Aim of the exercise:
Can you copy the records below word for word, starting at the line that contains "pavement and report the position of each." and ending at the last of the records, leaving the pictures out of your answer?

Data shown:
★ ★ ★
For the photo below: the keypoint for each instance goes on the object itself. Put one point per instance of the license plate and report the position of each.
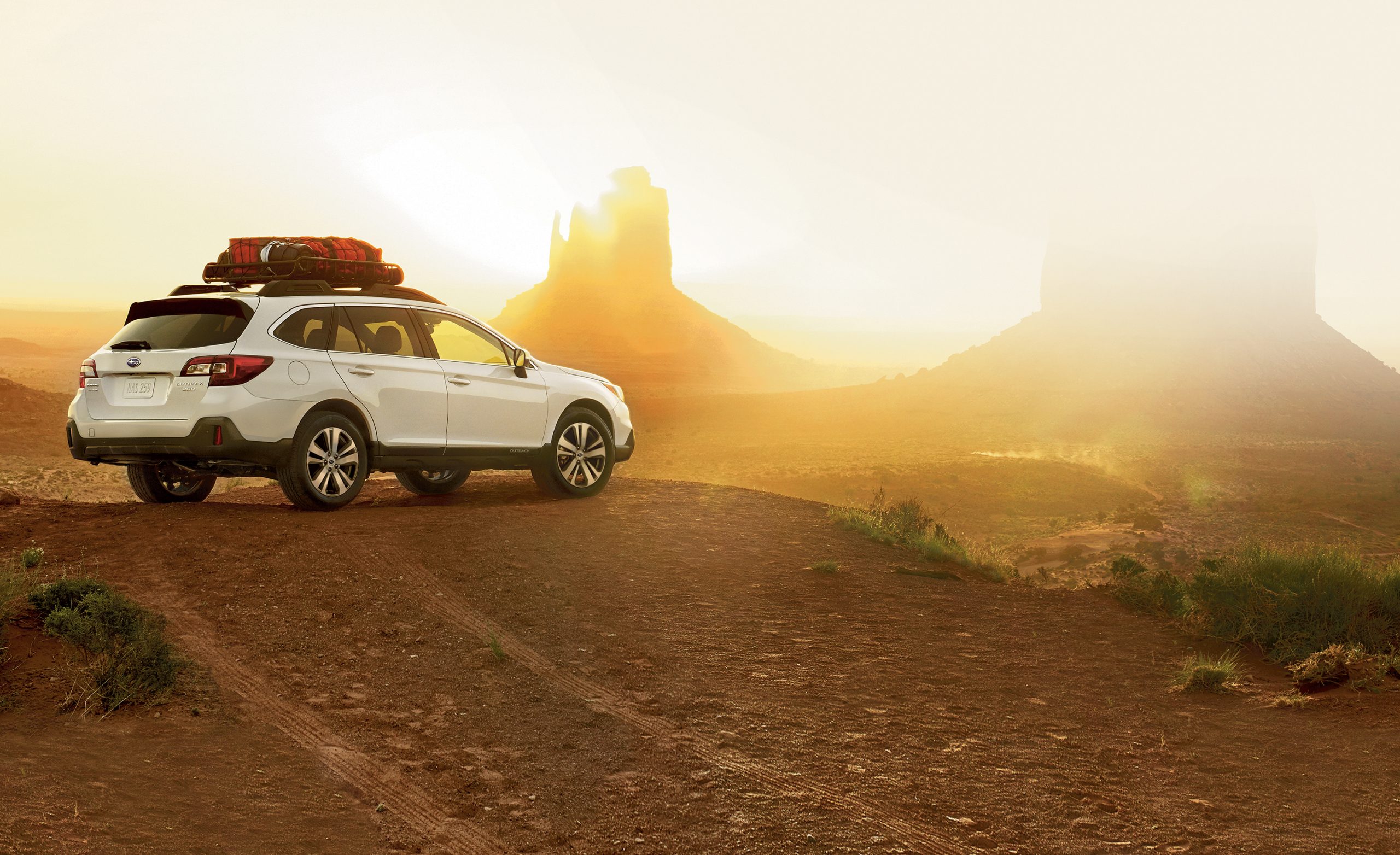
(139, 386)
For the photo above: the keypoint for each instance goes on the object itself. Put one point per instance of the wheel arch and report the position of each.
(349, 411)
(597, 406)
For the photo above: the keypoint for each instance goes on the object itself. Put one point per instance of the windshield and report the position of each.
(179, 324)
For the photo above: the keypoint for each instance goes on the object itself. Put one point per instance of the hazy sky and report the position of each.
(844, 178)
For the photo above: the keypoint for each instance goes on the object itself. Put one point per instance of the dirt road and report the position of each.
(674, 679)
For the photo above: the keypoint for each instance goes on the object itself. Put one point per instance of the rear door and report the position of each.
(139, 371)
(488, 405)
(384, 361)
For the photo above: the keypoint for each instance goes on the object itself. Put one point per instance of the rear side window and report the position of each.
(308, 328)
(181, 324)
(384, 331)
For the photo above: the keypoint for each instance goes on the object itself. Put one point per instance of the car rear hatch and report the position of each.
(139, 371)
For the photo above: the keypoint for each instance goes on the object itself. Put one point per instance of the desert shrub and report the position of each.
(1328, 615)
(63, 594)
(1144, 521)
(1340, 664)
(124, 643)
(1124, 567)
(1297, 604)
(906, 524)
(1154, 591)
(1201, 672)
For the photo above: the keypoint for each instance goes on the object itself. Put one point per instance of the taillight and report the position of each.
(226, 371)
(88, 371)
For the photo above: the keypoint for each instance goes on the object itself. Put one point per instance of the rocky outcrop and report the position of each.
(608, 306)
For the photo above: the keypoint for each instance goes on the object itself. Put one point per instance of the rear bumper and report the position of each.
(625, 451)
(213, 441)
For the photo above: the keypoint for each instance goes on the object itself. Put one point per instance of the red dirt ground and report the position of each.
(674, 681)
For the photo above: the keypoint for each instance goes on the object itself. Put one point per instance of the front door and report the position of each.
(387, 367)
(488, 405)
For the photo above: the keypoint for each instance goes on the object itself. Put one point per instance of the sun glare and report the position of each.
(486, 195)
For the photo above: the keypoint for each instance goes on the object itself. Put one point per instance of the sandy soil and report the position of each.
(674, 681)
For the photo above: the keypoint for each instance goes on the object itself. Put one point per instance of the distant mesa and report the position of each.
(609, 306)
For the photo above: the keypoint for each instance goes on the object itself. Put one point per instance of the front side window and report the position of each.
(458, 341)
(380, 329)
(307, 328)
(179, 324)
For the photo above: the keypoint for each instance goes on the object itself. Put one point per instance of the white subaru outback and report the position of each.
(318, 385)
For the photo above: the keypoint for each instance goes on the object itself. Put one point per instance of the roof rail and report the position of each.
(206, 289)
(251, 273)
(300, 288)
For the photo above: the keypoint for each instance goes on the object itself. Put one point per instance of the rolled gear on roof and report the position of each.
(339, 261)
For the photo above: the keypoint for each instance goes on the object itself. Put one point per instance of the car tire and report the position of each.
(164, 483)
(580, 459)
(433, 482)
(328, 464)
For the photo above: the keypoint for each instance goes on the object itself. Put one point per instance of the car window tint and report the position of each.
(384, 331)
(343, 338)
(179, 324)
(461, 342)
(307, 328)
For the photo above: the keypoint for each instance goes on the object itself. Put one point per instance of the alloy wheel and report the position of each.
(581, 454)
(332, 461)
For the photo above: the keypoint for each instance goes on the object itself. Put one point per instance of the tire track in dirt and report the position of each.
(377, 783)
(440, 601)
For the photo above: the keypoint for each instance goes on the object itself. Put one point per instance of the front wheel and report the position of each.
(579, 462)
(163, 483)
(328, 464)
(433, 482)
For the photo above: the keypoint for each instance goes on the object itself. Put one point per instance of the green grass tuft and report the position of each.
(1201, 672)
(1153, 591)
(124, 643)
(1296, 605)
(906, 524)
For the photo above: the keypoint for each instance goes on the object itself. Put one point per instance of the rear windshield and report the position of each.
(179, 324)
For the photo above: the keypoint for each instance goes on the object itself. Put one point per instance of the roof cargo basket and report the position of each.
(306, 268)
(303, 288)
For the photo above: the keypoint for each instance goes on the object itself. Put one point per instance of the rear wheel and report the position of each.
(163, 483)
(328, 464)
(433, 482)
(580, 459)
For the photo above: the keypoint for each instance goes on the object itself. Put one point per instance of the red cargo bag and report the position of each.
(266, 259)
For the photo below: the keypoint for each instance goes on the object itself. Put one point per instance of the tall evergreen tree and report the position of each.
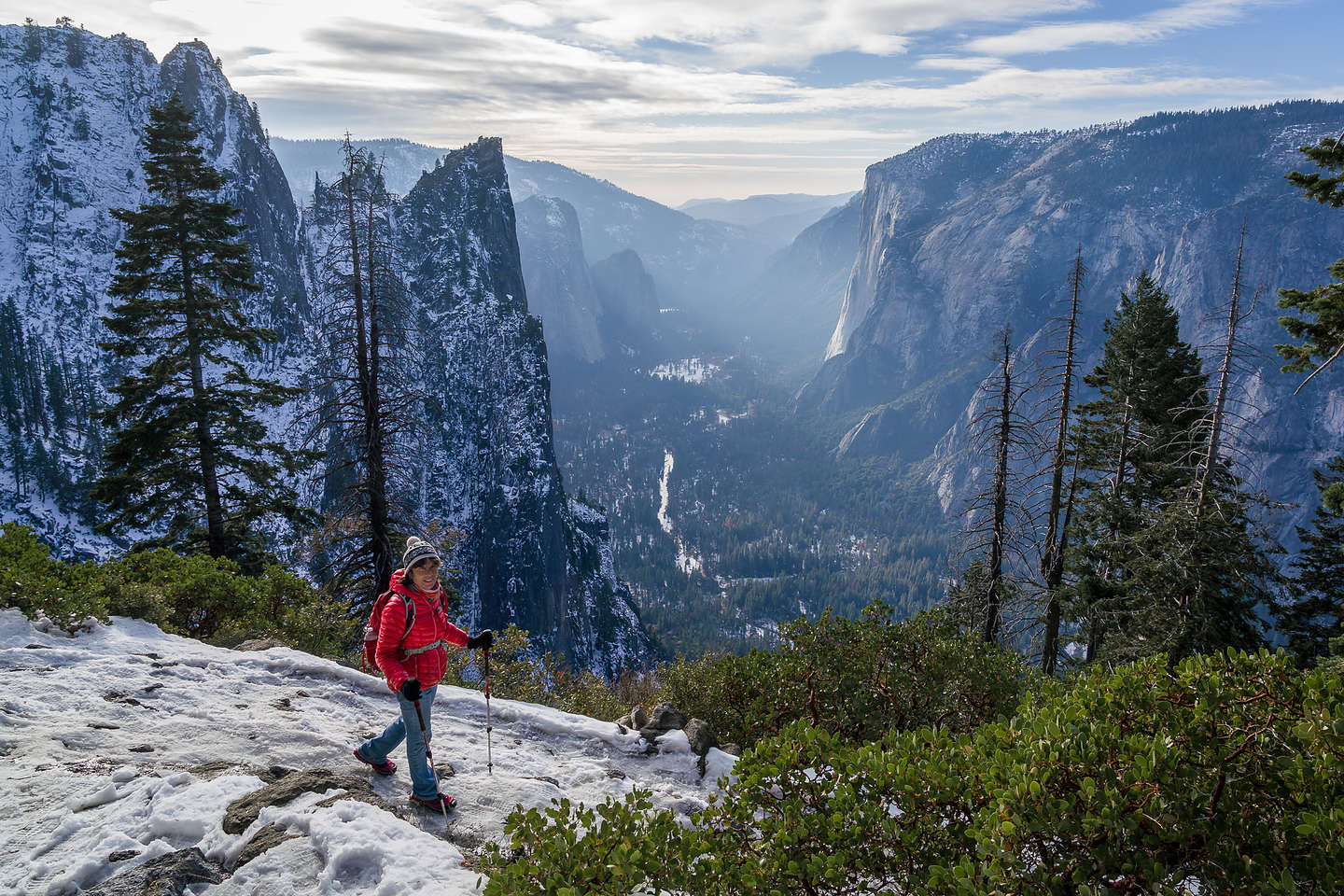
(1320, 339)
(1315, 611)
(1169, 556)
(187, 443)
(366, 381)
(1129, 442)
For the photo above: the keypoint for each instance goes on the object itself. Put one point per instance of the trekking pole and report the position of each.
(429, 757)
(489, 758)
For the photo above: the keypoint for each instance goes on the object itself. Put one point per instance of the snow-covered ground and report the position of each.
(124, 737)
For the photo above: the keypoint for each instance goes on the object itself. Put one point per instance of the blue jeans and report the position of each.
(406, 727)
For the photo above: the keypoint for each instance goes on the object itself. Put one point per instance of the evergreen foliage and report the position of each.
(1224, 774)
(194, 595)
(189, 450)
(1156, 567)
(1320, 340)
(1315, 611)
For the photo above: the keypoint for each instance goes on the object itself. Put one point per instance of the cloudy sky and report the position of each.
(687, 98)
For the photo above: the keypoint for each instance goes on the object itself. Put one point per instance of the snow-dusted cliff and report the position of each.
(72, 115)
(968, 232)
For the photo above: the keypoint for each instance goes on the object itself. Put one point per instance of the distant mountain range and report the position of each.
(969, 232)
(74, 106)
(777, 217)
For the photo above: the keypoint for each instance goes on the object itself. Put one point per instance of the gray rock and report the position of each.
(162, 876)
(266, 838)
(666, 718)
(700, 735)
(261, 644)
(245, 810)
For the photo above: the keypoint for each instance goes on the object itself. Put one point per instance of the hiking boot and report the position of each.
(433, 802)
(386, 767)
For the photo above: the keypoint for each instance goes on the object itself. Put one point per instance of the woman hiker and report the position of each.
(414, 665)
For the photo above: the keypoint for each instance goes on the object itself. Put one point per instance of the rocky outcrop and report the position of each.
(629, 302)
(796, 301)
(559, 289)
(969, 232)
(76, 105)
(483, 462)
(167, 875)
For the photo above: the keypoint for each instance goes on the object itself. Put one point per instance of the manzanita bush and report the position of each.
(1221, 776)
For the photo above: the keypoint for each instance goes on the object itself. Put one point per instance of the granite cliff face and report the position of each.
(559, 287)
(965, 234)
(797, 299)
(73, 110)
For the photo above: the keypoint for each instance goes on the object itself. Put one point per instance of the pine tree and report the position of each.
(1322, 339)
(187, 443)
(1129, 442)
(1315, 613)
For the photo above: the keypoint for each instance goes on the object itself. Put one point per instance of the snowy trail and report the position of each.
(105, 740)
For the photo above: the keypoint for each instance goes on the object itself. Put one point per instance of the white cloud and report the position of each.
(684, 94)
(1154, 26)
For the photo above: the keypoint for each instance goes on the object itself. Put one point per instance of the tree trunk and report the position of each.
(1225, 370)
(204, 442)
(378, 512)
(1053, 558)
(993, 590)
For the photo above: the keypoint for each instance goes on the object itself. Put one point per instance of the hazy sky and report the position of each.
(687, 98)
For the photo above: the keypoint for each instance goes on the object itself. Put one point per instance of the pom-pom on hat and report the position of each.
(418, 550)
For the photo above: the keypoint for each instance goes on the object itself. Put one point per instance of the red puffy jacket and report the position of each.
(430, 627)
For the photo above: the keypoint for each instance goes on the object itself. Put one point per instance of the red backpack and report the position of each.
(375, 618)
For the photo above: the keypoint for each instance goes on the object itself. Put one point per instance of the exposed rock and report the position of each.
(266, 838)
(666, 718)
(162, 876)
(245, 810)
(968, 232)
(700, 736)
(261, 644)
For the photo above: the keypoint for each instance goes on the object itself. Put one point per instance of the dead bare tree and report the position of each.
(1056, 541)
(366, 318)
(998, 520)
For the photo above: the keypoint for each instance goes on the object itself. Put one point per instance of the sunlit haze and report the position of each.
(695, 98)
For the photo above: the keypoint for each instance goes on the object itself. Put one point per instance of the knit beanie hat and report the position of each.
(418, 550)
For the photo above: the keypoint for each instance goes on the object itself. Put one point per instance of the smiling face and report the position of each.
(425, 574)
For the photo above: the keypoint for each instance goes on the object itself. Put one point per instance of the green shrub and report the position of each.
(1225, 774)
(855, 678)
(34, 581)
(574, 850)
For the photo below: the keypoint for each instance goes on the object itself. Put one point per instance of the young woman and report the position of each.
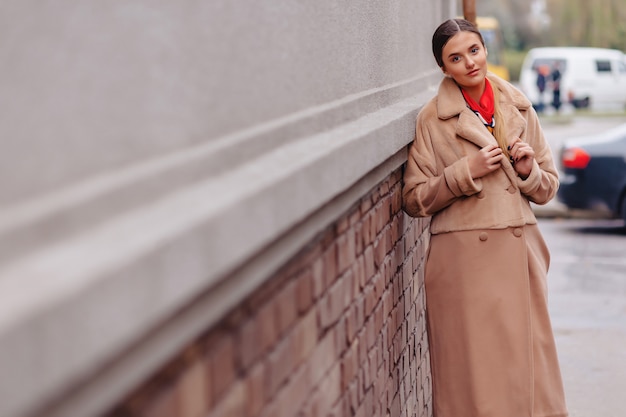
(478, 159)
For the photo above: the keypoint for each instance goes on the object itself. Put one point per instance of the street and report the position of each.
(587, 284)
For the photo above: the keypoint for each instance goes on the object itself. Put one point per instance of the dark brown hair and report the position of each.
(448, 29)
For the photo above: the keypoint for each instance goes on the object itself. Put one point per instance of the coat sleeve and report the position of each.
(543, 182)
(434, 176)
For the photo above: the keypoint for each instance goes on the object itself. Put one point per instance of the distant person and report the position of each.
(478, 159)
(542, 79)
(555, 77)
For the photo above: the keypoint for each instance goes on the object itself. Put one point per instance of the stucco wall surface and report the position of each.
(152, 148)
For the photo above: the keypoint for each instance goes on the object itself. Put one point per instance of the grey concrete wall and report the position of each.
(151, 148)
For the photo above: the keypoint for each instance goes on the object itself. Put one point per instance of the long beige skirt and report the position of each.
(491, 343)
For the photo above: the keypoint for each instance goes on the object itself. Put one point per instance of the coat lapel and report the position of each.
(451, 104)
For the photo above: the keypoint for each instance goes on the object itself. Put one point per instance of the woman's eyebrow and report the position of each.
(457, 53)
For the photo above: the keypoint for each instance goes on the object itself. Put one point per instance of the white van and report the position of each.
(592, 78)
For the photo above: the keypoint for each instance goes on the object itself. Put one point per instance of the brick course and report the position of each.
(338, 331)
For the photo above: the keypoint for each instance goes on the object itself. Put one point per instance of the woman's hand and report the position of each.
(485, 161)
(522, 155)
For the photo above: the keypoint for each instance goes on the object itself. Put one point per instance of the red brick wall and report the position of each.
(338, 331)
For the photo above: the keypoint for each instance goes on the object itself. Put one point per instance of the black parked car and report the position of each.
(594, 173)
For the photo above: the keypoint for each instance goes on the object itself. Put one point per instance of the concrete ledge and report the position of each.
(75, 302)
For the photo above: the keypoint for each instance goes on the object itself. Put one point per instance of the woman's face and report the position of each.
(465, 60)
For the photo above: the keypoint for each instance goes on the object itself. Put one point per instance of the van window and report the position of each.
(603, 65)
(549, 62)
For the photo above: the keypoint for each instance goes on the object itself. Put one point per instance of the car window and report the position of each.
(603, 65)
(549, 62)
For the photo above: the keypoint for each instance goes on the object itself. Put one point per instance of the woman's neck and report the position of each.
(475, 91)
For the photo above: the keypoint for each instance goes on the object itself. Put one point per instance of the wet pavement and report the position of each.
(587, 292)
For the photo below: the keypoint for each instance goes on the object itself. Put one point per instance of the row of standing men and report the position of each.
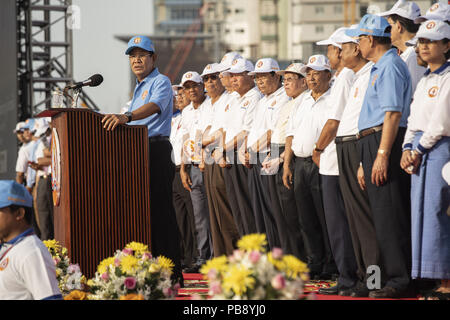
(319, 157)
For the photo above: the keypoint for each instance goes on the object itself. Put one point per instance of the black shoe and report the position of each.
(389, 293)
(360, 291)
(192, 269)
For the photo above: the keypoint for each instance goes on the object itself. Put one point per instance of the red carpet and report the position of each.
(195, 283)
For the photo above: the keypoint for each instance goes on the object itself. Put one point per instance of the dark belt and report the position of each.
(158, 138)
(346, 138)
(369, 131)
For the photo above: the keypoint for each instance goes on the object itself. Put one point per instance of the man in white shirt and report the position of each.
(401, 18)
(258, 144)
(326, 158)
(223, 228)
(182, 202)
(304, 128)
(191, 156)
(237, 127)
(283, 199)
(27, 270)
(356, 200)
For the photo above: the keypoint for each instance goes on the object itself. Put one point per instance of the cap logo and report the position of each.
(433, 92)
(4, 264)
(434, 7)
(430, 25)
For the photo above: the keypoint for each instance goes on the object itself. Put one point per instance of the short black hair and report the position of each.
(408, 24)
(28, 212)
★ ★ ★
Task solution:
For the photo above: the keypoint for each instance goes on the object itself. Put one point per instance of the wet pavement and report the position of each.
(587, 292)
For the photo below: the keypoint for each instance goes on the object itself. Put one point per instance of the row of standing men and report the position of each.
(319, 157)
For the photo above: the keypoint for each instance goes on the object itself. Put one point per instance of the black shoe and report the position of each.
(389, 293)
(360, 291)
(192, 269)
For the photo above: the keypoint for each instance goes on the object itself. Put one point per instance of the red carpet and report the position of each.
(195, 283)
For the photo above: the keypoint for each instance goes on the object itself. Put one point per instance of the dark belt and report the position of each.
(158, 138)
(346, 138)
(369, 131)
For the photo above: the keypoint for each instance goes on the object itself. Put one point per instance of the man in white shirt and report the position of each.
(401, 18)
(258, 144)
(326, 158)
(223, 228)
(182, 202)
(304, 128)
(191, 156)
(237, 127)
(283, 199)
(27, 270)
(356, 200)
For the photo above: the keypoint for each instance goes on the object itself. Put one point per instance of the cap logo and report the position of each.
(433, 92)
(4, 264)
(434, 7)
(430, 25)
For the photo above: the keypoint for each instance goes on the object itself. Put one point per instance of the short black hair and report the position of each.
(408, 24)
(28, 212)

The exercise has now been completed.